» TO DO:
Copy out, unchanged, every line from the start of the records to the line that contains "Target — large boulder in matrix", and stop there.
__________
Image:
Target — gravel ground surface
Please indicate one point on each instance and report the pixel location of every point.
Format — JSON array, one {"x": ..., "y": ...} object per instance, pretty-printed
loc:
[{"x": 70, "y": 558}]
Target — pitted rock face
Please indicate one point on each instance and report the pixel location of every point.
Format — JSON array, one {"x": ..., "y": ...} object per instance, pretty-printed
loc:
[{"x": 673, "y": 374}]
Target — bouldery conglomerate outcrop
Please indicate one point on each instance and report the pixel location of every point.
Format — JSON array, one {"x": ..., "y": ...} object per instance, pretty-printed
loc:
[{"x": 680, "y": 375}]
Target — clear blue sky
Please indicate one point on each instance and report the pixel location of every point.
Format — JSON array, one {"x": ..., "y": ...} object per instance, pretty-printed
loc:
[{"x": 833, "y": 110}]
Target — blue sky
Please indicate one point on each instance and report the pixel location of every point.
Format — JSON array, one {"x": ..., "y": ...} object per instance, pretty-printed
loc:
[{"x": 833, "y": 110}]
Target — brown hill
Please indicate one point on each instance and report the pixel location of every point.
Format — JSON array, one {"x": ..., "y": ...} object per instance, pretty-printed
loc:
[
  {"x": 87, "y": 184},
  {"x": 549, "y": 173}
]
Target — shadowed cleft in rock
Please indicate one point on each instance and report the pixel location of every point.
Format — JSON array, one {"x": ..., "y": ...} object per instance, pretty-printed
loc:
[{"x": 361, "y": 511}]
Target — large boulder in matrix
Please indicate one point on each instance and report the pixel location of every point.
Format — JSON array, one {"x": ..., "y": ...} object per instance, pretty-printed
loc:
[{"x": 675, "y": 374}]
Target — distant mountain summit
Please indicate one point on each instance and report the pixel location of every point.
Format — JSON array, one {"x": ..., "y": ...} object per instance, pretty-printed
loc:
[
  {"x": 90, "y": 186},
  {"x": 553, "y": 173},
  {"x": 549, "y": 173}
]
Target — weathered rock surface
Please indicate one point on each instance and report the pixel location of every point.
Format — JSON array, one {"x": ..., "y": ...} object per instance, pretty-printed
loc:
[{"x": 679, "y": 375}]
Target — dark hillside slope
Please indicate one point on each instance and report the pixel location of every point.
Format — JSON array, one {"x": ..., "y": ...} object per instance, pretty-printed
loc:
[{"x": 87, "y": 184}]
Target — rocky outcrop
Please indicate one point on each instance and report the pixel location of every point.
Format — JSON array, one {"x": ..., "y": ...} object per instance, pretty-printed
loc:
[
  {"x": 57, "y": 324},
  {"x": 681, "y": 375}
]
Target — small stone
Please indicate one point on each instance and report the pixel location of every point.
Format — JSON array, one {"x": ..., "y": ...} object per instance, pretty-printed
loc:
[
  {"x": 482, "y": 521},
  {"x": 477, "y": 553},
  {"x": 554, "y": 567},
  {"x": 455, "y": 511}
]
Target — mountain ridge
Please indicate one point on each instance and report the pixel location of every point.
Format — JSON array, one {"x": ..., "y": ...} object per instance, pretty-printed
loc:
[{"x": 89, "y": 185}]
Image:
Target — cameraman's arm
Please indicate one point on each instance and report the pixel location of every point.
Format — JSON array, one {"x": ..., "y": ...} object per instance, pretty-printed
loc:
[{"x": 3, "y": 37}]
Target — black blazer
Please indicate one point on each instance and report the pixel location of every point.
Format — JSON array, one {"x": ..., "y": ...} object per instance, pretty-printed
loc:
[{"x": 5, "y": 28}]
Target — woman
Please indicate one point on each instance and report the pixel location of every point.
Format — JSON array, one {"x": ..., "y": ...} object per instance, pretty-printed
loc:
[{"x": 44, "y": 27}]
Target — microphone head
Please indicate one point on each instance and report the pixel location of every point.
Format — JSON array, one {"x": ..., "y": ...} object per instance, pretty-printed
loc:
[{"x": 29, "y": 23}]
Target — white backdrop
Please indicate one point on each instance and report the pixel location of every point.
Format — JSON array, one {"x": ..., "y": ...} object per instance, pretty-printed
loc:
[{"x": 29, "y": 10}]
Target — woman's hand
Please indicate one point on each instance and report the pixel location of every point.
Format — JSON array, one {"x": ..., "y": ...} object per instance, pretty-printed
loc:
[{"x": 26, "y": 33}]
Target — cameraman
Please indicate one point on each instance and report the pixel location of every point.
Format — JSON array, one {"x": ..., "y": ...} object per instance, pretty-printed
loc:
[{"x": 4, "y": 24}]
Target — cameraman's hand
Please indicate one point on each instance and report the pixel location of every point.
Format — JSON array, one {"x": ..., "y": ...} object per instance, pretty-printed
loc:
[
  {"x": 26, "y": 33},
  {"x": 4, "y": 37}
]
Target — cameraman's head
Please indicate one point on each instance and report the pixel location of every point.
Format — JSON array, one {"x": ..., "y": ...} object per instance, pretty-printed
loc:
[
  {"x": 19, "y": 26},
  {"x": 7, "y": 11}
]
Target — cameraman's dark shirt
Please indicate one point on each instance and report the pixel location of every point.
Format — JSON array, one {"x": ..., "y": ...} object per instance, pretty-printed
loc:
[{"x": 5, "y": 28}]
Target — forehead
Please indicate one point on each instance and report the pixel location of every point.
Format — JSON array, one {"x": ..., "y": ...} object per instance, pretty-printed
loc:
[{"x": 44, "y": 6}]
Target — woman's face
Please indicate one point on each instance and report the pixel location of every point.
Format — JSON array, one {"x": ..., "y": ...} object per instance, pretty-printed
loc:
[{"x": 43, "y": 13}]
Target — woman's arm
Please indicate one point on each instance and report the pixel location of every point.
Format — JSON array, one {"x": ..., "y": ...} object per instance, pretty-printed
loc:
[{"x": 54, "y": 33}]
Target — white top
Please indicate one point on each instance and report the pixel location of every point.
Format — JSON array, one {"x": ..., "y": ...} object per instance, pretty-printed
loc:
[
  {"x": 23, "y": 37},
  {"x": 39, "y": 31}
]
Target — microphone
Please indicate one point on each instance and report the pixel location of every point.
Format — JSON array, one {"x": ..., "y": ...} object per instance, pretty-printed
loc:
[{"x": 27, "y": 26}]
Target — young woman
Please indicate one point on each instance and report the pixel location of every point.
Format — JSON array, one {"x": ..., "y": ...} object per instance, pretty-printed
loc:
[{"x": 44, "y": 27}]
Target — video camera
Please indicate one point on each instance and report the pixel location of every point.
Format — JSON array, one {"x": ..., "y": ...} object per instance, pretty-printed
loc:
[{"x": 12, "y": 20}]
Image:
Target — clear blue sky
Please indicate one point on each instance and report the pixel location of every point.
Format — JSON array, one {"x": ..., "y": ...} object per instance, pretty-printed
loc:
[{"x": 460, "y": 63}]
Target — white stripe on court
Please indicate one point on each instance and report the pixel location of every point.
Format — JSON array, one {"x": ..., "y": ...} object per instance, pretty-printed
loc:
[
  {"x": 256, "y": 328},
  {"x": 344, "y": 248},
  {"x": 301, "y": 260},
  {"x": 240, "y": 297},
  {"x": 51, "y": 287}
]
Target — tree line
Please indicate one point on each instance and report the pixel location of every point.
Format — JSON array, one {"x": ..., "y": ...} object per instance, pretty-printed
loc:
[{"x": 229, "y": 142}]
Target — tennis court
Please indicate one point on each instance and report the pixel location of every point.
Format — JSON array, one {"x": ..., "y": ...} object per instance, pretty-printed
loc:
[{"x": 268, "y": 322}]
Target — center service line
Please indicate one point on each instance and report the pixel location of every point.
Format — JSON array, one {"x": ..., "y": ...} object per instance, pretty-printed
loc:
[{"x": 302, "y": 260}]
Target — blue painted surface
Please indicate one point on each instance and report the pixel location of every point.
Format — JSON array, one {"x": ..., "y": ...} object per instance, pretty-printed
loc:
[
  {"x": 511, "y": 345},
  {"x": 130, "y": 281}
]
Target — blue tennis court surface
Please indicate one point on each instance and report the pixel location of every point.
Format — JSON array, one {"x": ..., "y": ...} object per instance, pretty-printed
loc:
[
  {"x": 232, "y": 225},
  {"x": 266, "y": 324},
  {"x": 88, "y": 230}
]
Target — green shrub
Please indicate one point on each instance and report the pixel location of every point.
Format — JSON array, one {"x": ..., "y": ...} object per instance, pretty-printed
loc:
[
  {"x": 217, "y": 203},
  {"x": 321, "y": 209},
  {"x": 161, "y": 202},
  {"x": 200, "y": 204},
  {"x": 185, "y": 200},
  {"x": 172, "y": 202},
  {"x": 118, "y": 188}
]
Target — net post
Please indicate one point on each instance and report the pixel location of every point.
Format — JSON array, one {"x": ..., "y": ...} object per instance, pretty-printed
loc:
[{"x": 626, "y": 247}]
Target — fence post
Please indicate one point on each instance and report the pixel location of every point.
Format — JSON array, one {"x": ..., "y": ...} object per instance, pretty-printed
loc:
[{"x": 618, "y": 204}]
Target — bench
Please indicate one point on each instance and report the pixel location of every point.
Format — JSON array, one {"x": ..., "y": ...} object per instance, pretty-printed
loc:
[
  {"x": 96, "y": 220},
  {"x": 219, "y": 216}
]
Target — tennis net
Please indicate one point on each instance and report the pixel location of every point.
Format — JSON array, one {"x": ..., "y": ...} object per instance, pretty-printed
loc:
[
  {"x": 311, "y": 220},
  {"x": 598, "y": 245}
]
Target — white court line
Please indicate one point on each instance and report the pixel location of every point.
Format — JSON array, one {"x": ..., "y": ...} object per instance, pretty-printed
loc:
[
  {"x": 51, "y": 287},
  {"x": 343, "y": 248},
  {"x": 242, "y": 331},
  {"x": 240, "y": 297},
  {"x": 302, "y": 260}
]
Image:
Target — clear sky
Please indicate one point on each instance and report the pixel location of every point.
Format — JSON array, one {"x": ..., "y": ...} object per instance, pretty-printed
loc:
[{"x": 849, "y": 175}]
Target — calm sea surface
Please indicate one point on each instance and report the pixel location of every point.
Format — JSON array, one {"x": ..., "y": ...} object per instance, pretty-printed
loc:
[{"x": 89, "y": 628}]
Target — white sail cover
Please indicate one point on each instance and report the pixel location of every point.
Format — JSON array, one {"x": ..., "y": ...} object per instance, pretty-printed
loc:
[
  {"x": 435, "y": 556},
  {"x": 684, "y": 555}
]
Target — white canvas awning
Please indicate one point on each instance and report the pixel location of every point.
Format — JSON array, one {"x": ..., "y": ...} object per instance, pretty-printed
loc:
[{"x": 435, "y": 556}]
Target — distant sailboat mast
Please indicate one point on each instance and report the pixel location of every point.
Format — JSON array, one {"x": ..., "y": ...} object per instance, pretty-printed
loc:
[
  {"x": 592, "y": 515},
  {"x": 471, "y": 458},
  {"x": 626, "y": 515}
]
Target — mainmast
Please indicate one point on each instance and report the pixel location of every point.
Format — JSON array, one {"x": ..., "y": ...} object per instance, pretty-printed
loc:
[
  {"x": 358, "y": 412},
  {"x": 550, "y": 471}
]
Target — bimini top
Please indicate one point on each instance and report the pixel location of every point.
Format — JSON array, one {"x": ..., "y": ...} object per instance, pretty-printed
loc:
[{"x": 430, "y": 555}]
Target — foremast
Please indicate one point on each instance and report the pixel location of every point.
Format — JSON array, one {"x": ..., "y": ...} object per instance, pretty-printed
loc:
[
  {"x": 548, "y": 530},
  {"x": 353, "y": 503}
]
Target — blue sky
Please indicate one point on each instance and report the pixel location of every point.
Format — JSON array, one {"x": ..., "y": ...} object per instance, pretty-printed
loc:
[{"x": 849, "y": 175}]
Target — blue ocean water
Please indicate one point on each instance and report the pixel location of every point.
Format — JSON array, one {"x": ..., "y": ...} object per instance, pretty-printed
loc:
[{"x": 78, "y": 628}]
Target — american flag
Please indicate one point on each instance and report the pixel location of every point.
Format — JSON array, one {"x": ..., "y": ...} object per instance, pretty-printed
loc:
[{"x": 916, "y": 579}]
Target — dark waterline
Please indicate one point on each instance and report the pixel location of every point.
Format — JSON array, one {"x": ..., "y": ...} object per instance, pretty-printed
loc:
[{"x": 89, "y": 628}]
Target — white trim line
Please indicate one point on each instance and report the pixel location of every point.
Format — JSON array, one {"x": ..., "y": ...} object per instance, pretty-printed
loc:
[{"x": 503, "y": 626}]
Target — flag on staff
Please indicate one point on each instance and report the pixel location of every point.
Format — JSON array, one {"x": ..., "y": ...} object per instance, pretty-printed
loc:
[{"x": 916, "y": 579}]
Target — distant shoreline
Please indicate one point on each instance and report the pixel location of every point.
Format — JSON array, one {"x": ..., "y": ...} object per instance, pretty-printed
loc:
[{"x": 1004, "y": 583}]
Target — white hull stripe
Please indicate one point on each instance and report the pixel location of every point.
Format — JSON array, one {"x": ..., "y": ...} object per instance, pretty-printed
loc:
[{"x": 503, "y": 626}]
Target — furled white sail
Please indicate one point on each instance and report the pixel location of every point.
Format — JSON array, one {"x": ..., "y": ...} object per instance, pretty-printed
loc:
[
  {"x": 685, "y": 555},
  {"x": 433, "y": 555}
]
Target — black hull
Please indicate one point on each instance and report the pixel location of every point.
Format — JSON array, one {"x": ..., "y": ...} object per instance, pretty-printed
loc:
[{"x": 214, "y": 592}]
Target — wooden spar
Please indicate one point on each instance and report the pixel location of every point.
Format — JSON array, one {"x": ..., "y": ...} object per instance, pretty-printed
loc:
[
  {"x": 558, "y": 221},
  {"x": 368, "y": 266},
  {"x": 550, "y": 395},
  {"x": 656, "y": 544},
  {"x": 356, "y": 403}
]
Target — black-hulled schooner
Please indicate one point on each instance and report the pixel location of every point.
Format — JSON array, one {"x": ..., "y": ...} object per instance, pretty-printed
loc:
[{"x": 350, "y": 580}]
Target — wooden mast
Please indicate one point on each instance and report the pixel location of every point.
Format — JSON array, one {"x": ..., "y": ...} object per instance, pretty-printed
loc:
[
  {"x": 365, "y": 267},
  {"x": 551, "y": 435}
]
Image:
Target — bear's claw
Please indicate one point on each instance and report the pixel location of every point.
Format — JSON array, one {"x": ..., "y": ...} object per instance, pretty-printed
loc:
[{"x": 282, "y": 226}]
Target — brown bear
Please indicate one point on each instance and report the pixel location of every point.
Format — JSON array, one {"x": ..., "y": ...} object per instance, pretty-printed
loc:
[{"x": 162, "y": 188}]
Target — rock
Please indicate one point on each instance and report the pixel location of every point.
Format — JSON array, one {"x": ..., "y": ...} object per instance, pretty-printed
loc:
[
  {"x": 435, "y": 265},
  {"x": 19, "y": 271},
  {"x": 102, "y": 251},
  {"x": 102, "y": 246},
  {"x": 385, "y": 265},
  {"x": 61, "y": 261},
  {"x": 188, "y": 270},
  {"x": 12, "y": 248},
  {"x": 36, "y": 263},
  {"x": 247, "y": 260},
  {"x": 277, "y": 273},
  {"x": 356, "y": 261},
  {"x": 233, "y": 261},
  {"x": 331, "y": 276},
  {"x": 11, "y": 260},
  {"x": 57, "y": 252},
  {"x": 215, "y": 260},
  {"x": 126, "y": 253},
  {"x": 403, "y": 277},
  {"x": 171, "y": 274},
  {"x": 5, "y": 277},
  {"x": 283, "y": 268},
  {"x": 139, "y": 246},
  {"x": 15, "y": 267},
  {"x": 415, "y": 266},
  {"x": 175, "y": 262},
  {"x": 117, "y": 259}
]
__________
» EXERCISE RESULT:
Image:
Target — gravel ground surface
Please indicate one point on each instance and report the pixel location of every point.
Format — JSON array, one {"x": ..., "y": ...} object per instance, pretty-printed
loc:
[{"x": 70, "y": 558}]
Target — pitted rock face
Please indicate one point on each instance and report the pixel location of every point.
Format — JSON array, one {"x": ..., "y": ...} object per instance, pretty-printed
loc:
[{"x": 673, "y": 374}]
Target — bouldery conglomerate outcrop
Please indicate one point on each instance and report the pixel location of every point.
Format — JSON array, one {"x": ..., "y": ...} object per instance, pretty-printed
loc:
[{"x": 680, "y": 375}]
Target — clear blue sky
Please indicate one point on each instance and report the pixel location of every point.
Format — JSON array, one {"x": ..., "y": ...} object per instance, pretty-printed
loc:
[{"x": 833, "y": 110}]
Target — blue sky
Please indicate one point on each instance and report the pixel location of every point.
Format — JSON array, one {"x": ..., "y": ...} object per instance, pretty-printed
loc:
[{"x": 833, "y": 110}]
Target — brown hill
Please indicate one point on each instance and report the pixel location of every point.
Format — JSON array, one {"x": ..., "y": ...} object per instance, pretty-printed
loc:
[
  {"x": 87, "y": 184},
  {"x": 549, "y": 173}
]
Target — shadowed cleft in rock
Please indicate one point on each instance and report the pixel location of every point.
Format — JSON array, one {"x": ..., "y": ...} object per instance, pretty-printed
loc:
[{"x": 361, "y": 511}]
Target — large boulder in matrix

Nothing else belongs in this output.